+++ Selected extract
She pulled out a lime-green toothpaste-shaped tube of Skin Food, and it looked like a mistake. The cream was thick, balmlike, and billed under the product’s website as a treatment for excessively dry or rough skin. ‘“My face can be oily,’ I said skeptically, while she nodded. I’m going to look like a flashbulb, I thought, just before she handed me a mirror.

My skin was flawless, luminous even, and not at all greasy. Weleda Skin Food is an all-purpose, completely natural moisturizer that I now keep in threes: bedside, car, and purse. Nary a chemical in sight, it’s sunflower-seed oil, avocado oil, and pansy extract, and nurtures as it dissolves into your skin.

I’ve used it to heal scrapes and burns while camping; to calm frizzy hair; and to spot-treat cuticles, elbows, and heels. On a recent trip to an arid, high altitude, I slathered it on my face day and night.

And while I don’t prime my face with it (I prefer something lighter, see Embryolisse), it has replaced all my shimmery highlighters. ‘Ugh,’ says my publicist when I tell her what’s responsible for my glow, ‘someone stole my last tube during a dinner party.’ Yes, Skin Food may inspire your friends to theft, but it’s crime in the name of beauty.
++++++
+++ Information supplied
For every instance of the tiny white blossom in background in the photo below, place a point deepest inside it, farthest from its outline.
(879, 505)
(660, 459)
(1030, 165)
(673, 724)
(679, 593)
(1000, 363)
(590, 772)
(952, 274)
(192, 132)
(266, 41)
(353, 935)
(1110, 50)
++++++
Things to do:
A: Can you sum up the Skin Food review in two sentences?
B: Could you go on with the Skin Food review from where it stops?
The records were taken from a separate source.

Outputs:
A: The writer doubted Weleda Skin Food because of oily skin, but after trying it found the skin flawless and luminous rather than greasy, and now keeps three tubes on hand. The writer calls it an all-purpose, completely natural moisturizer of sunflower-seed oil, avocado oil and pansy extract, uses it on scrapes, burns, frizzy hair, cuticles, elbows, heels and a face exposed to arid high altitude, and has let it replace all shimmery highlighters.

B:
Other skin-care products we love

‘Through some Amazon sleuthing a few years ago, I stumbled onto something seemingly too good to be true — a Japanese face peel called Cure Natural Aqua Gel, which is the No. 1 exfoliator in Japan (apparently one sells every 12 seconds). On your dry, post-cleansed face, slather two or three pumps of this jelly over your forehead, nose, cheeks, chin, down the neck, or wherever, and let it sit for five seconds. In an instant, the gel will react with your skin as it begins to dry a bit, at which point, you’ll use your fingers to gently massage the product in a circular motion around your face. This is the wild part. The gel will start to shed almost immediately, much like the way pencil erasers leave those squiggly rubbings behind.’ — Jinnie Lee. Read more about this exfoliator here.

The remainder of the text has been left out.